* **Atividade A**
De acordo com o texto sobre proteção solar, quais são os efeitos crônicos da radiação ultravioleta sobre a pele?
* **Atividade B**
Indique se cada afirmação abaixo está de acordo com o texto sobre proteção solar, respondendo sim ou não e citando literalmente as palavras do texto que decidem a questão: (i) O Brasil está entre os países com os mais altos índices de radiação UV do mundo. (ii) No Brasil, o filtro solar tópico é classificado como medicamento. (iii) Entre os efeitos agudos da radiação UV sobre a pele está o fotoenvelhecimento.
* **Atividade C**
Prolongue o texto sobre proteção solar a partir de sua última frase.

* **Texto selecionado**
Introdução |
A pele é a principal interface entre o corpo e o meio ambiente, ficando exposta a oxidantes, como a radiação solar, e poluentes ambientais. O espectro solar contém radiação ultravioleta (UV) que sobre a pele possuem efeitos agudos e crônicos. Os primeiros incluem eritema, queimaduras solares e fotoimunossupressão, enquanto os segundos resultam em fotoenvelhecimento e câncer de pele. O uso regular e contínuo de protetor solar é um dos aliados na prevenção de fotodanos e fotodermatoses causadas pela radiação UV.
O Brasil apresenta um dos mais altos índices de radiação UV do mundo, e por este motivo umas das estratégias para reduzir os efeitos adversos do sol, é realizar o uso de filtro solar de amplo espectro, ou seja, que proteja pele contra as radiações UVB e UVA. No país, o filtro solar tópico é uma formulação cosmética aplicada sobre a pele, composta por substâncias que absorvem, dispersam ou refletem a radiação solar. A sua principal finalidade é proteger contra a radiação ultravioleta para minimizar com efetividade os danos causados pela exposição solar. Além disso, outros cosméticos dermatológicos podem oferecer proteção contra a radiação UV como benefício adicional, sendo denominados de produtos multifuncionais.

* **Material fornecido**
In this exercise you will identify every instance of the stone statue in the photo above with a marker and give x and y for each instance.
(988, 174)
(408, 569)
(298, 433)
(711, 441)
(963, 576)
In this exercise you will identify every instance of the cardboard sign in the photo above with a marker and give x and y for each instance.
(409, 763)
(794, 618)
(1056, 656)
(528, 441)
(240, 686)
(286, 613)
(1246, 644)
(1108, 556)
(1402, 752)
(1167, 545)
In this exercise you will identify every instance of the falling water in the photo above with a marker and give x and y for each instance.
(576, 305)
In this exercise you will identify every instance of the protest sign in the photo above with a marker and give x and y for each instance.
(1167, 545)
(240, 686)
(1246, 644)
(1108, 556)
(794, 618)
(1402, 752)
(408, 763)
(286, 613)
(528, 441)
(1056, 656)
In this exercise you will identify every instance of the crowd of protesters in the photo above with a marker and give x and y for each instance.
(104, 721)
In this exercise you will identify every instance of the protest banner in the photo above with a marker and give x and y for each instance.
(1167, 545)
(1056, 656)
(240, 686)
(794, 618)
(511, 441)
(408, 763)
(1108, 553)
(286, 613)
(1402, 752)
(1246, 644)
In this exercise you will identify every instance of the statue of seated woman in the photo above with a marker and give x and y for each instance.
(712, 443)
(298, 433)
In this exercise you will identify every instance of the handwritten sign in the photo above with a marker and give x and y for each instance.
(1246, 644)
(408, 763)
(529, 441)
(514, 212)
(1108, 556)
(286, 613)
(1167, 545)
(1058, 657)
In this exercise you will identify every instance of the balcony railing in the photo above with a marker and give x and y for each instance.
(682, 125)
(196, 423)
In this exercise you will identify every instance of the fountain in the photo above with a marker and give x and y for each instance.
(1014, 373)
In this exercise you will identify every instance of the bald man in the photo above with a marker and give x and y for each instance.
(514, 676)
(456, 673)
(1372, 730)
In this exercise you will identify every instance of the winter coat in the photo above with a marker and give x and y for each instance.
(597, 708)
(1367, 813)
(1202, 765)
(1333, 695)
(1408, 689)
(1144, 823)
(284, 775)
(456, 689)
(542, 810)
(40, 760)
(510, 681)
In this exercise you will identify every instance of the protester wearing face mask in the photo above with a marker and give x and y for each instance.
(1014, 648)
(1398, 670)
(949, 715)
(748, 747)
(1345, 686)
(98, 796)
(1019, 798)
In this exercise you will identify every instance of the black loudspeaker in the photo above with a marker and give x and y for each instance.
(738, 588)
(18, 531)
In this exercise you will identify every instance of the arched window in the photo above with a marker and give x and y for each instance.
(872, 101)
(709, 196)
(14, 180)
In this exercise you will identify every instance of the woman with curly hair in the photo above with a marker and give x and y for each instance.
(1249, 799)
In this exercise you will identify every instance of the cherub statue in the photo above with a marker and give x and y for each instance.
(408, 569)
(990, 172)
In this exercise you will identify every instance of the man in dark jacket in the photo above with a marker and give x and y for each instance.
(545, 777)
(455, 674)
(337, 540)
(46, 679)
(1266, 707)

--

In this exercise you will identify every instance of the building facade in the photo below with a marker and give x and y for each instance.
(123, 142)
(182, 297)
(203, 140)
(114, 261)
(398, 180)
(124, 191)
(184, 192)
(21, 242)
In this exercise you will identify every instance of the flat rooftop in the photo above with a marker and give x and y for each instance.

* **Resposta da atividade A**
Fotoenvelhecimento e câncer de pele.

* **Resposta da atividade B**
(i) Sim: "O Brasil apresenta um dos mais altos índices de radiação UV do mundo".
(ii) Não: "No país, o filtro solar tópico é uma formulação cosmética aplicada sobre a pele".
(iii) Não: "Os primeiros incluem eritema, queimaduras solares e fotoimunossupressão, enquanto os segundos resultam em fotoenvelhecimento e câncer de pele".

* **Resposta da atividade C**
A prescrição de filtros solares faz parte da rotina dos dermatologistas e pode ser um diferencial para garantir maiores resultados em tratamentos oferecidos, além de prevenir os efeitos agudos e crônicos anteriormente mencionados.
Considerando as questões que impactam na seleção de um filtro solar, Addor e colaboradores (2021) realizaram um estudo para fornecer uma visão geral sobre a relevância da fotoproteção, bem como os desafios na formulação de filtros solares e a importância do rigor na determinação da eficácia do produto.
Efeitos Biológicos da radiação solar na pele |
A exposição balanceada à radiação solar traz benefícios para a saúde em geral, tanto psicológica quanto física. No entanto, também é responsável por diversas reações fotoquímicas e fotobiológicas capazes de causar danos à pele, dependendo do tempo de exposição, localização geográfica e características do indivíduo. Os efeitos a longo prazo desta exposição incluem envelhecimento cutâneo precoce, aumento do risco de carcinoma espinocelular e melanoma.
A curto prazo, a radiação UVB é responsável por queimaduras solares e danos diretos ao DNA, enquanto a UVA resulta em mutações e câncer por meio de mecanismo indireto envolvendo a formação de radicais livres. A UVA penetra na pele de forma mais profunda que a UVB, produzindo espécies reativas de oxigênio que danificam o DNA, os vasos e as fibras colágenas, contribuindo para o desenvolvimento do fotoenvelhecimento. Além disso, também é a principal causa concomitante de fotossensibilização da pele e fototoxicidade.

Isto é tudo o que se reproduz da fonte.